*** Material for this task ***

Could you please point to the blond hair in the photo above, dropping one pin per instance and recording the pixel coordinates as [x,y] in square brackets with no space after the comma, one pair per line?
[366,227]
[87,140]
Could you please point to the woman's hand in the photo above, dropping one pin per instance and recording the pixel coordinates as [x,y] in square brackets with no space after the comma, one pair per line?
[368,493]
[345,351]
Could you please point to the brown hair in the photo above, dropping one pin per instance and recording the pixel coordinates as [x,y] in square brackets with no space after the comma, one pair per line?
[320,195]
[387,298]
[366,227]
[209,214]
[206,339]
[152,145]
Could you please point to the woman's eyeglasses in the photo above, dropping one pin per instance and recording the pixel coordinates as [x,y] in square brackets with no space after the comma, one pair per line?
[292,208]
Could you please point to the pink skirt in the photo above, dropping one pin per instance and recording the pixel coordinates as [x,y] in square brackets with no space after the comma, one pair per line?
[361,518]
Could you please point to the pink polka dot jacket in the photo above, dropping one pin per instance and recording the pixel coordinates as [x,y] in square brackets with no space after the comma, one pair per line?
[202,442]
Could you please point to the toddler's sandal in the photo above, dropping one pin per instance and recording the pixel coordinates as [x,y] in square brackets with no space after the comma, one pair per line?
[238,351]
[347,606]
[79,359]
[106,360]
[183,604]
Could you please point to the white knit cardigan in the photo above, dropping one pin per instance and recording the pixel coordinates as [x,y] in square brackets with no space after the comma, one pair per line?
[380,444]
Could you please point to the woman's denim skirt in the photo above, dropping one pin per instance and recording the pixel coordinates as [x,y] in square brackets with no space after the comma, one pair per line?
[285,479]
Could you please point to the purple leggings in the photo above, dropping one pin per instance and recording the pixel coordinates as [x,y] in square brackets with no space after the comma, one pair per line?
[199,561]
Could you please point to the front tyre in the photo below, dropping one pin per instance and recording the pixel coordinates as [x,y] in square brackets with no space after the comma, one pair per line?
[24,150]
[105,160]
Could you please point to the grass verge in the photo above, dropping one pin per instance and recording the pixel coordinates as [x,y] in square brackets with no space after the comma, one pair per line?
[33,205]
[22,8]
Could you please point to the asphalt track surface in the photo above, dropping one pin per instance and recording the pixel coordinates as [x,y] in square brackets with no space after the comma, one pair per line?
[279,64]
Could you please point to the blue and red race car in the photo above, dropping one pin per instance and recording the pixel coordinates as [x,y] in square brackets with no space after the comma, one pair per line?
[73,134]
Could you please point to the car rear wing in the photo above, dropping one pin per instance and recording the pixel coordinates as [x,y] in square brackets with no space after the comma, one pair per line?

*** End of Material for this task ***

What you need to do – Word for word, write out the data.

Response –
Could you please point to the blond hair in the photo above, dropping one pin per instance and recording the pixel coordinates as [x,y] in square brackets with no space after the comma, one pair per line?
[366,227]
[87,140]
Could you please point to the woman's hand in the photo above, dropping one pin per instance and recording the pixel coordinates as [x,y] in square brackets with no space after the comma, one pair per line?
[368,493]
[345,351]
Could you please point to the brown hair in the photo above, dropping one pin per instance and recording the pixel coordinates as [x,y] in square brackets with no space after the comma, one pair per line?
[320,195]
[387,298]
[366,227]
[209,214]
[206,339]
[152,145]
Could you please point to the woman's eyeglasses in the photo above, dropping one pin per instance and recording the pixel coordinates as [x,y] in square brackets with no space after the comma, one pair per line?
[292,208]
Could you please point to the pink skirt in the photo above, dropping one pin per instance and recording the pixel coordinates as [x,y] in square brackets with no space after the comma, one pair per line?
[361,518]
Could you please point to the pink polka dot jacket in the photo above, dropping one pin per instance and recording the pixel coordinates as [x,y] in square brackets with no space after the comma, one pair per line?
[202,442]
Could you please point to the toddler's sandal in the photo above, dropping one pin per instance and recording the pixel coordinates as [x,y] in square brackets with no space after the comma, one pair per line?
[238,351]
[347,606]
[79,359]
[106,360]
[183,604]
Could you please point to the white knit cardigan in the photo above, dropping one pin per instance and recording the pixel coordinates as [x,y] in square brackets with no space after the comma, one pair per line?
[380,444]
Could you please point to the woman's denim skirt in the photo above, dropping one pin per instance and recording the pixel coordinates as [x,y] in square brackets with no space after the comma, one pair per line?
[285,479]
Could you please point to the purple leggings in the photo above, dropping one pin per instance and recording the pixel coordinates as [x,y] in square brackets with no space after the comma, one pair per line?
[199,561]
Could you please point to the front tyre in the photo below, dropping one pin per instance and recording the pixel coordinates as [x,y] in square brackets with no space after the comma, one pair per line?
[24,150]
[105,160]
Could you please point to the grass verge in the photo above, dropping one pin per instance and recording the pixel coordinates as [x,y] in square brackets with no space after the comma, one pair per line?
[33,205]
[22,8]
Could you please point to the asphalt track surface in the photo above, dropping one pin per instance and recording the pixel coordinates as [x,y] in square brackets with no space after the comma, one pair per line?
[279,64]
Could you please point to the blue and red race car in the photo above, dropping one pin per instance and recording the pixel coordinates as [x,y] in square brackets with no space after the comma, one pair per line?
[73,134]
Could you please point to the car rear wing in the photo above, dropping one pin per instance and recording the pixel coordinates as [x,y] in square brackets with no space after the comma, one pair per line?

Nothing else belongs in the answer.